Quote the entries exactly as they appear, from the line containing "outline --target=black hull" through the end of the entries, inclusive.

....

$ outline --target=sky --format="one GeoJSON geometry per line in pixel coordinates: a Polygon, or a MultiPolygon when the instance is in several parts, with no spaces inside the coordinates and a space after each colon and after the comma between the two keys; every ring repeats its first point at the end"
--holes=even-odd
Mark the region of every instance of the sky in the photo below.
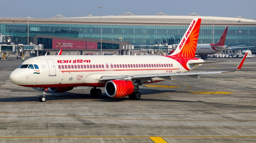
{"type": "Polygon", "coordinates": [[[195,12],[203,16],[236,17],[256,20],[255,0],[13,0],[1,2],[0,17],[50,18],[58,14],[66,17],[119,15],[127,12],[137,15],[160,12],[169,15],[195,12]]]}

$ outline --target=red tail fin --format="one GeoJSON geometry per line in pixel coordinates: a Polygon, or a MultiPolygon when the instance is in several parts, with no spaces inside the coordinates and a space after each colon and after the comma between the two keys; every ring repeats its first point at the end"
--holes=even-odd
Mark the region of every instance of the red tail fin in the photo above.
{"type": "Polygon", "coordinates": [[[201,23],[201,19],[193,20],[177,48],[171,56],[194,58],[201,23]]]}
{"type": "Polygon", "coordinates": [[[221,45],[224,45],[225,44],[225,41],[226,40],[226,36],[227,36],[227,32],[228,32],[228,26],[226,27],[222,32],[222,34],[220,37],[220,39],[218,41],[217,44],[221,45]]]}

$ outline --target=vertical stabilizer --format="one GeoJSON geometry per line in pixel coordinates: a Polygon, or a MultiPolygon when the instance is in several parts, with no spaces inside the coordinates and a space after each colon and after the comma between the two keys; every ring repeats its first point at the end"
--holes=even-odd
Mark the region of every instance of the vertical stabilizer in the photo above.
{"type": "Polygon", "coordinates": [[[218,41],[217,44],[221,45],[224,45],[225,41],[226,40],[226,36],[227,36],[227,32],[228,32],[228,26],[226,27],[226,28],[224,29],[223,32],[222,32],[222,34],[220,37],[220,39],[218,41]]]}
{"type": "Polygon", "coordinates": [[[177,48],[171,56],[195,57],[201,23],[201,19],[193,20],[177,48]]]}

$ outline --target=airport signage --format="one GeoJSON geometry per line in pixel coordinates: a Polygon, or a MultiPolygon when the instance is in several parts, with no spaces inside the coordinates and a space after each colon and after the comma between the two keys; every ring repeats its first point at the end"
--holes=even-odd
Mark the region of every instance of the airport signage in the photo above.
{"type": "Polygon", "coordinates": [[[52,39],[53,49],[97,49],[98,43],[52,39]]]}

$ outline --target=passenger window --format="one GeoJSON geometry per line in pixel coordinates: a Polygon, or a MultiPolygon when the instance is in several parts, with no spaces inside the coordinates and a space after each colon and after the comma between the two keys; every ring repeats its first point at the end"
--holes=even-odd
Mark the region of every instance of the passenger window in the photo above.
{"type": "Polygon", "coordinates": [[[37,65],[34,65],[34,67],[35,67],[35,68],[36,69],[39,69],[39,68],[38,67],[38,66],[37,66],[37,65]]]}
{"type": "Polygon", "coordinates": [[[34,69],[34,67],[33,67],[33,65],[31,64],[28,65],[28,68],[31,68],[31,69],[34,69]]]}

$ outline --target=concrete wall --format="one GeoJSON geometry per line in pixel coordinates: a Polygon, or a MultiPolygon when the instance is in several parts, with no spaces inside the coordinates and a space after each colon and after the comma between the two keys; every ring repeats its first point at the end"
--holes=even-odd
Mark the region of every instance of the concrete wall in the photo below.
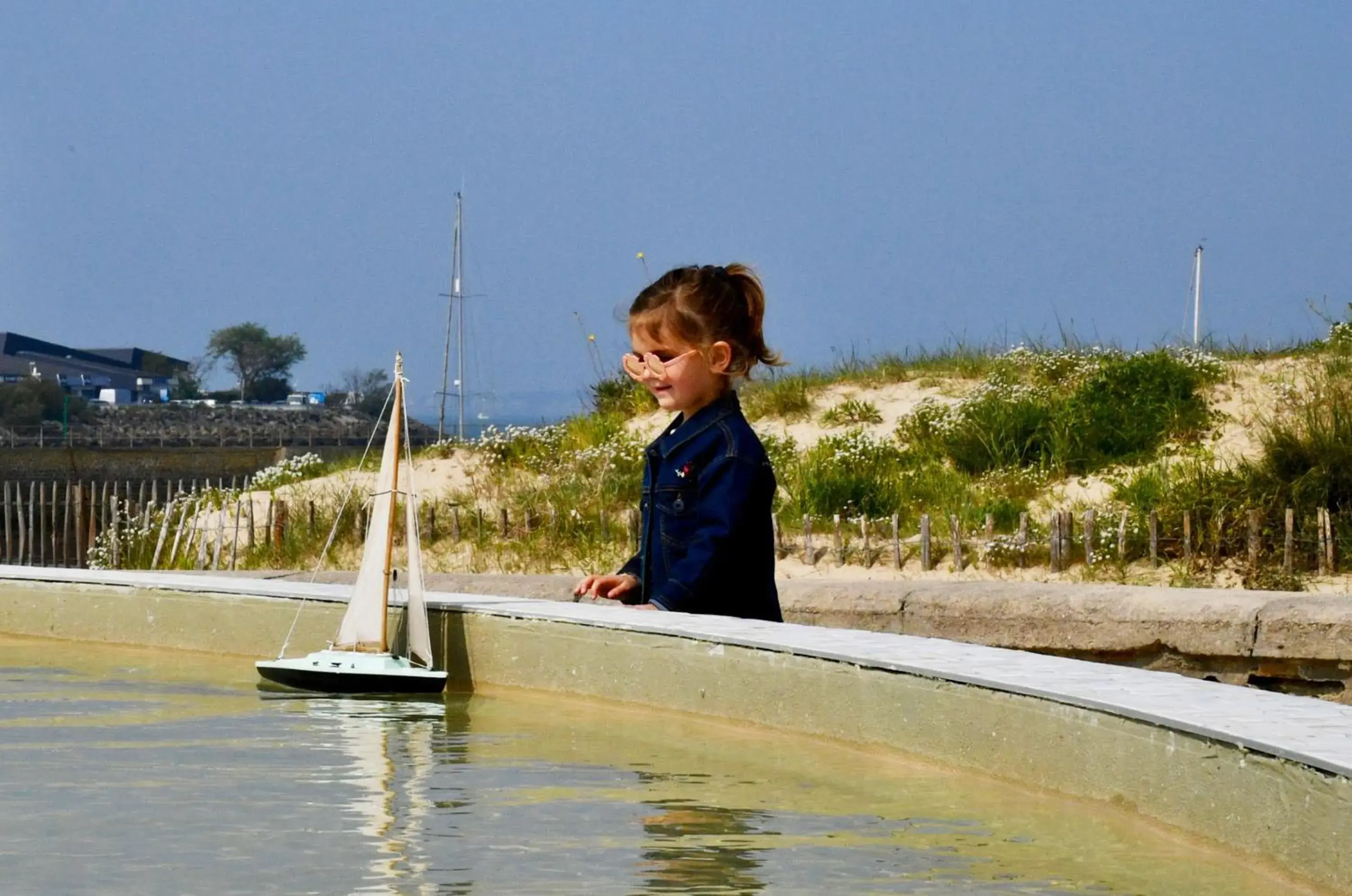
{"type": "Polygon", "coordinates": [[[277,462],[272,447],[0,447],[0,480],[243,480],[277,462]]]}
{"type": "MultiPolygon", "coordinates": [[[[160,580],[164,588],[199,592],[185,593],[97,584],[95,573],[50,576],[84,576],[85,582],[0,580],[0,631],[266,657],[276,653],[297,607],[276,595],[314,597],[300,616],[292,654],[322,646],[342,609],[342,589],[333,587],[160,580]],[[230,593],[235,591],[274,596],[230,593]]],[[[103,578],[154,581],[132,573],[103,578]]],[[[1337,746],[1352,730],[1352,711],[1343,707],[1053,657],[945,647],[944,641],[619,608],[441,596],[433,601],[431,624],[438,666],[449,669],[457,687],[525,687],[880,745],[1107,800],[1352,892],[1352,850],[1345,847],[1352,831],[1352,749],[1337,746]],[[926,665],[925,651],[948,655],[948,666],[926,665]],[[906,665],[884,655],[902,657],[906,665]],[[1029,684],[980,684],[982,664],[1005,664],[1015,669],[1006,681],[1029,684]],[[1087,701],[1069,691],[1057,696],[1057,688],[1076,677],[1102,699],[1087,701]],[[1198,716],[1217,703],[1230,710],[1213,718],[1248,712],[1255,720],[1247,730],[1261,732],[1267,724],[1271,731],[1263,737],[1271,743],[1290,735],[1298,745],[1291,755],[1324,749],[1328,758],[1279,758],[1279,746],[1256,750],[1241,735],[1207,735],[1176,700],[1159,714],[1142,712],[1140,700],[1114,703],[1113,695],[1142,688],[1160,688],[1160,707],[1168,693],[1197,697],[1198,716]],[[1301,741],[1299,728],[1311,724],[1343,732],[1332,751],[1317,747],[1317,730],[1301,741]]]]}
{"type": "MultiPolygon", "coordinates": [[[[308,581],[310,573],[274,573],[308,581]]],[[[320,581],[350,582],[353,573],[320,581]]],[[[437,573],[446,592],[571,600],[571,576],[437,573]]],[[[779,582],[784,620],[1034,650],[1352,703],[1352,596],[1065,582],[779,582]]]]}

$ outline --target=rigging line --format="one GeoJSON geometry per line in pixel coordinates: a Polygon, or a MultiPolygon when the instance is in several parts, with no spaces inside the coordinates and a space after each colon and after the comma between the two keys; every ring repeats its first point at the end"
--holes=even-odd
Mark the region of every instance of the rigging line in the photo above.
{"type": "MultiPolygon", "coordinates": [[[[376,426],[370,427],[370,438],[366,439],[366,447],[361,453],[361,459],[357,461],[357,472],[366,464],[366,455],[370,454],[370,446],[376,441],[376,431],[380,428],[380,420],[385,416],[385,408],[389,407],[389,399],[395,395],[393,384],[389,385],[389,392],[385,393],[385,403],[380,405],[380,416],[376,418],[376,426]]],[[[379,473],[377,473],[379,478],[379,473]]],[[[324,542],[324,549],[319,551],[319,559],[315,562],[315,570],[310,573],[310,584],[314,584],[315,578],[319,577],[319,570],[323,569],[324,557],[329,555],[329,549],[333,547],[334,538],[338,535],[338,524],[342,522],[342,512],[347,507],[347,500],[352,499],[353,491],[357,488],[357,477],[353,476],[347,482],[347,492],[342,496],[342,504],[338,505],[338,512],[334,515],[334,526],[329,530],[329,539],[324,542]]],[[[253,497],[249,499],[253,501],[253,497]]],[[[287,637],[281,642],[281,650],[277,651],[277,659],[287,655],[287,646],[291,645],[291,637],[296,634],[296,623],[300,622],[300,611],[306,608],[306,601],[310,600],[308,595],[300,599],[300,605],[296,607],[296,615],[291,620],[291,628],[287,630],[287,637]]]]}
{"type": "MultiPolygon", "coordinates": [[[[406,380],[406,382],[407,382],[407,380],[406,380]]],[[[408,545],[410,543],[412,543],[412,542],[416,541],[419,551],[422,550],[422,520],[418,518],[418,489],[414,488],[414,450],[412,450],[412,445],[411,445],[412,439],[410,438],[410,432],[408,432],[408,409],[407,408],[408,408],[408,401],[406,400],[404,401],[404,455],[408,458],[408,500],[414,503],[414,531],[411,531],[411,532],[406,531],[404,532],[404,564],[406,565],[408,564],[408,545]]],[[[404,519],[406,520],[408,519],[407,514],[404,514],[404,519]]],[[[408,572],[408,585],[411,585],[411,584],[412,584],[412,572],[408,572]]],[[[408,585],[406,585],[406,589],[407,589],[408,585]]],[[[404,614],[406,614],[404,632],[406,632],[406,639],[407,639],[407,632],[408,632],[408,623],[407,623],[407,614],[408,612],[410,612],[408,599],[406,597],[404,599],[404,614]]],[[[426,582],[426,580],[423,581],[423,612],[425,614],[427,612],[427,582],[426,582]]],[[[408,649],[408,662],[410,662],[410,665],[412,665],[415,662],[414,661],[412,647],[408,649]]],[[[429,662],[423,668],[425,669],[431,669],[431,664],[429,662]]]]}

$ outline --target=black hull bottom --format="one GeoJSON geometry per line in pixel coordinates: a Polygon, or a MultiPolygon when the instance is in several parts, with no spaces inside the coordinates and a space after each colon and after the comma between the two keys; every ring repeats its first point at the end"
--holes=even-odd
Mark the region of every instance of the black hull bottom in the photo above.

....

> **Complete response**
$ outline --target=black hull bottom --format="one GeoJSON geometry per line in pixel coordinates: a Polygon, or a MultiPolygon when the instance is in several parts, with no spaces inside the coordinates and a space after each colon and after the comma between the two keys; every ring repeats its first point at the end"
--holes=even-odd
Mark the region of every instance of the black hull bottom in the photo above.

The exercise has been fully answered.